§ Stated task: Resume the article on the House in the Forest in Niseko, picking up directly after its final line.

Skip to main content

House In The Forest: A Retreat Truly Immersed In Nature

By 1st December 2021April 23rd, 2023Architecture, Niseko Real Estate

Appearing from above like an abstract, fallen snowflake, House in the Forest is one of the most unique residences seen in Niseko to date.

 

With a brief to provide tranquility in nature for extended family holidays, but otherwise almost complete artistic license, Tokyo-based architect Florian Busch embarked on a creative journey where the architecture was merely the stage for the main protagonist – the forest.

The home is the Niseko base for a Malaysian family who had visited many times, and now has a child attending Hokkaido University. With this “excuse” to visit Niseko more often, they wanted to build a home-away-from-home immersed in nature. The site was selected due to its seclusion yet proximity to the slopes, five-minutes’ drive away, a natural cold-water spring, and hundreds of Japanese larch trees.

“As nature lovers, our main requirement was that we preserve as many trees as possible,” the owner says.

Niseko Architecture House In The Forest 08

The house needed to be not only surrounded by trees but amongst the trees

“Thus the name, ‘House in the Forest’.”

§ Entries supplied:

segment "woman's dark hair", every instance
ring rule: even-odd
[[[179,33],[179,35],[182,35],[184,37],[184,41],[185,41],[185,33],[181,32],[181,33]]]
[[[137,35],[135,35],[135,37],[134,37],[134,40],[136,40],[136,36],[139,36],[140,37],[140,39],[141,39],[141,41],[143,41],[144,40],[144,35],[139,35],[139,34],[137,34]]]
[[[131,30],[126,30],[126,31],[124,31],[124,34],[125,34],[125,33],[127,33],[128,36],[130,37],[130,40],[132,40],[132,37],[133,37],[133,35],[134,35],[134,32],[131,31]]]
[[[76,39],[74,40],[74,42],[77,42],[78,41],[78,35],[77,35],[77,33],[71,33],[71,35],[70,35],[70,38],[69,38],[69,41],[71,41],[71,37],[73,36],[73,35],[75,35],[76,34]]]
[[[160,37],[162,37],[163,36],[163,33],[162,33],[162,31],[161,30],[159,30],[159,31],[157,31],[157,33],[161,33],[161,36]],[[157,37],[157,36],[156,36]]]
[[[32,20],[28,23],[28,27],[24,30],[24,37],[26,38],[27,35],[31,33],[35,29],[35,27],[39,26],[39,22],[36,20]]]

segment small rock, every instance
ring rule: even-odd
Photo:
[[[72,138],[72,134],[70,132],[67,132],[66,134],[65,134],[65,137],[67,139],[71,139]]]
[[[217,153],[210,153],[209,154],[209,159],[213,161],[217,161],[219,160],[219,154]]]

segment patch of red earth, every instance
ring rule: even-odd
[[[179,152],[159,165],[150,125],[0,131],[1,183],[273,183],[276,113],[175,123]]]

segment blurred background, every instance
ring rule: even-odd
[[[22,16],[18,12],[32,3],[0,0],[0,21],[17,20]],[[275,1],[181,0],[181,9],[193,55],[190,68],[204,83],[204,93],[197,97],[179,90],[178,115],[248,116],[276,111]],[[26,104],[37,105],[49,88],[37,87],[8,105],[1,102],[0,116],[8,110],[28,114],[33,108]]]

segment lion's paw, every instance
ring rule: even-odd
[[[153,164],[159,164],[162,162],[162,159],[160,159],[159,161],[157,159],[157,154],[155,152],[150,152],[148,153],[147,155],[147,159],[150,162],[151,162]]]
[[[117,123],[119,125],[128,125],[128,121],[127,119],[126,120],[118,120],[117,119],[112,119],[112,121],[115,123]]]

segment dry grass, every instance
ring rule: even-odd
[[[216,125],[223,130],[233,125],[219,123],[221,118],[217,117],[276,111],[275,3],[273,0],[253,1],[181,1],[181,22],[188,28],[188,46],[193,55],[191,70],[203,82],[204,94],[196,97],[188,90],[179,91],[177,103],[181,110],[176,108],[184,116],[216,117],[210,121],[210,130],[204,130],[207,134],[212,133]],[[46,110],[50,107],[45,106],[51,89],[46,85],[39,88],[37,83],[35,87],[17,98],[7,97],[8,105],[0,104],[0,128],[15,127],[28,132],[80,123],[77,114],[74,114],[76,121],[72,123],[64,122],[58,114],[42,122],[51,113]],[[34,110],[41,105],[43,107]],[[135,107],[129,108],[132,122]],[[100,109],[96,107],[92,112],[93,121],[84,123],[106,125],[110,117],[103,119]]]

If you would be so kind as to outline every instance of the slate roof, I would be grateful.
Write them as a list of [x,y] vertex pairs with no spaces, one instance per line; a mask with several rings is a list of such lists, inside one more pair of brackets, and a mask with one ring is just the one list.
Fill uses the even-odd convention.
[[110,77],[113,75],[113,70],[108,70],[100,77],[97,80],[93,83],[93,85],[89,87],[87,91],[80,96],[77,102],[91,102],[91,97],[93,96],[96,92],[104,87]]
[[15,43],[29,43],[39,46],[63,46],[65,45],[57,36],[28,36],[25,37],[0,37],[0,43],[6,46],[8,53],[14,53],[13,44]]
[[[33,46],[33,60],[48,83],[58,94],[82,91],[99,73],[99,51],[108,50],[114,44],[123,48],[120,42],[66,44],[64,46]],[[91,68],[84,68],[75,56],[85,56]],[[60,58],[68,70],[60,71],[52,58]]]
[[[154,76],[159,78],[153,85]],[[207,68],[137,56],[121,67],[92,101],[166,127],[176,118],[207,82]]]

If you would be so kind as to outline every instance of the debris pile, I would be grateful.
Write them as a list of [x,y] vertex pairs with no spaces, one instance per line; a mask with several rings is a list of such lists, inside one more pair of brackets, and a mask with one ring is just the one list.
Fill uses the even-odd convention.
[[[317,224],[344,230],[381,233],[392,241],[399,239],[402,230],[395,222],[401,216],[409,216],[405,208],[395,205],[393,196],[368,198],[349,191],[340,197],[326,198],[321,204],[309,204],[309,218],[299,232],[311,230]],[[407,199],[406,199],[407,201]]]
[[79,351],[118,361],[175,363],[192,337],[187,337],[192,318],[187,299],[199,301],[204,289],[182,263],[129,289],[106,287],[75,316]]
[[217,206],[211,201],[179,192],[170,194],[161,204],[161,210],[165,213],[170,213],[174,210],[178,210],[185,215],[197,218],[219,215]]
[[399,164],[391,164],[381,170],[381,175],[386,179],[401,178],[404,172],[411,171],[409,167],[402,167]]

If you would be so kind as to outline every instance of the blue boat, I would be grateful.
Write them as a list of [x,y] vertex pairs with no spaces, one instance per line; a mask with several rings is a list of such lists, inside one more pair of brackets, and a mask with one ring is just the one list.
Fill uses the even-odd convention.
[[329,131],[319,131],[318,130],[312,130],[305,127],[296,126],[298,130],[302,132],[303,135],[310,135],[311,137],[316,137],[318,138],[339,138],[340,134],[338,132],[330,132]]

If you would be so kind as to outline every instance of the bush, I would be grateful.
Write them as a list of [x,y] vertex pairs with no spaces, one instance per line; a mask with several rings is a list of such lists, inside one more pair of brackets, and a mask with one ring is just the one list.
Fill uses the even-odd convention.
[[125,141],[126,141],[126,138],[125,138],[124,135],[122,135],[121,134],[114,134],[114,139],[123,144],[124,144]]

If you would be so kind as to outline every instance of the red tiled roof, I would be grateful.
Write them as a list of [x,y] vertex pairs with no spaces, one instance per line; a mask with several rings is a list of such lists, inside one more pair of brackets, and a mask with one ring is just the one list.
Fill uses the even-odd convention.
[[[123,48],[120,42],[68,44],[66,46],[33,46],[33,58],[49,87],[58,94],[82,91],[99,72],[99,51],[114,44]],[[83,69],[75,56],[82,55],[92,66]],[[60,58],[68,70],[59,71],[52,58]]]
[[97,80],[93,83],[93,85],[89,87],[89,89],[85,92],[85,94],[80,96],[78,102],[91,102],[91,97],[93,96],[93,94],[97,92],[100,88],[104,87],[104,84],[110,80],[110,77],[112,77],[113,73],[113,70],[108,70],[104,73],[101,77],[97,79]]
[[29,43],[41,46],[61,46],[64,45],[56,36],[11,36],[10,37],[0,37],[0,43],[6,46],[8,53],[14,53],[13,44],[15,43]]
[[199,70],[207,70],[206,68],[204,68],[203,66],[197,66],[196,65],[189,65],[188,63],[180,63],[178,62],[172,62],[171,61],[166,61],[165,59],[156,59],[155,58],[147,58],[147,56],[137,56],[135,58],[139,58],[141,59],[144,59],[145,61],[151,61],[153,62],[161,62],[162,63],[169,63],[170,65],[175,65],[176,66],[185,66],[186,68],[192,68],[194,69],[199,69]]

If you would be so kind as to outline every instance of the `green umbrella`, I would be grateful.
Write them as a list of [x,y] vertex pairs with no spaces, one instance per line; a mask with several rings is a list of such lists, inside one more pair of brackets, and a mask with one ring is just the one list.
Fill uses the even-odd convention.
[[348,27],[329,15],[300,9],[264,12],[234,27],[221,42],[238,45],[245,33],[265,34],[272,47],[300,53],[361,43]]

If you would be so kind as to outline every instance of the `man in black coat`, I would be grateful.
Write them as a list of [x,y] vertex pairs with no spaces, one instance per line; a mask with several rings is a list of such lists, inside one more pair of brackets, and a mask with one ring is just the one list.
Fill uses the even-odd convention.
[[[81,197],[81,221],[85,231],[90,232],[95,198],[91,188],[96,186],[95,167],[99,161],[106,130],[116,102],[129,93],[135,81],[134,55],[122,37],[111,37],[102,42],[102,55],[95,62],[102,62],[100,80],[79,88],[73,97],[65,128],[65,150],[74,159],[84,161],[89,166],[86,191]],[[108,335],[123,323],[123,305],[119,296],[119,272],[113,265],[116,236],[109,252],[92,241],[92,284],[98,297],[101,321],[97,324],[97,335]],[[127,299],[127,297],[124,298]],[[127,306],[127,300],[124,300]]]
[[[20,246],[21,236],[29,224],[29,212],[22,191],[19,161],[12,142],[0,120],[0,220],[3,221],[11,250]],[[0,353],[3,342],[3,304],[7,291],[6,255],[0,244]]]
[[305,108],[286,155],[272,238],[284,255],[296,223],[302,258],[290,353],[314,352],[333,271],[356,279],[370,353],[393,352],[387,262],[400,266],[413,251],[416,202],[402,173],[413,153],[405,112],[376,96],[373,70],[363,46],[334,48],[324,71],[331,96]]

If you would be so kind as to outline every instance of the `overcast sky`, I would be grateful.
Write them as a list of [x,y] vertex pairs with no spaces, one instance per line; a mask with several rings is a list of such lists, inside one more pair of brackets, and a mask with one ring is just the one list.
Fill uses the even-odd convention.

§ Task result:
Following the brief, Busch wanted to ensure a deliberate focus on the immediate surrounds. Meanwhile, he needed to achieve a solution to the dichotomy of occupants being together, while enjoying solitude at the same time.

Drawing on Japanese design fundamentals with an emphasis on the horizontal plane and “borrowed” scenery, the radial branches of the house create pockets of seclusion as living spaces and bedrooms, each offering entirely different vistas that change season to season, and even day to day. The connection of these spaces creates spatial fluidity, which makes the house, in itself, a way to explore the site.

Busch says House in the Forest is different to many architectural projects in Niseko that focus on far views.

“Many buildings in Niseko seek views to the mountains, most prominently Mt Yotei, whereas House in the Forest’s focus is on its immediate environment,” Busch says.

“And unlike in many buildings, where the outside is essentially shielded and reduced to a picture on the wall, the relationship with the surroundings here is much more intensive and dynamic. The architecture, beginning with the placement at the edge of the clearing and on the gentle slope, creates an immersive experience of the area’s powerful and beautiful seasonal differences.”

To imagine how the structure might meld with its location, the design process involved walking the wooded site through the four seasons. Busch says the end product conveys the essence distilled from those many walks.

“At the end of a complex process, driven by both intuition and rigorously following the logic of the site, the house responds to its surroundings in a natural, unpretentious way,” says Busch. “The architecture is not overpowering but has grown with the landscape. Moving around the house, the essence of these very first site visits can be felt. It caters for a basic human desire: oneness with nature.”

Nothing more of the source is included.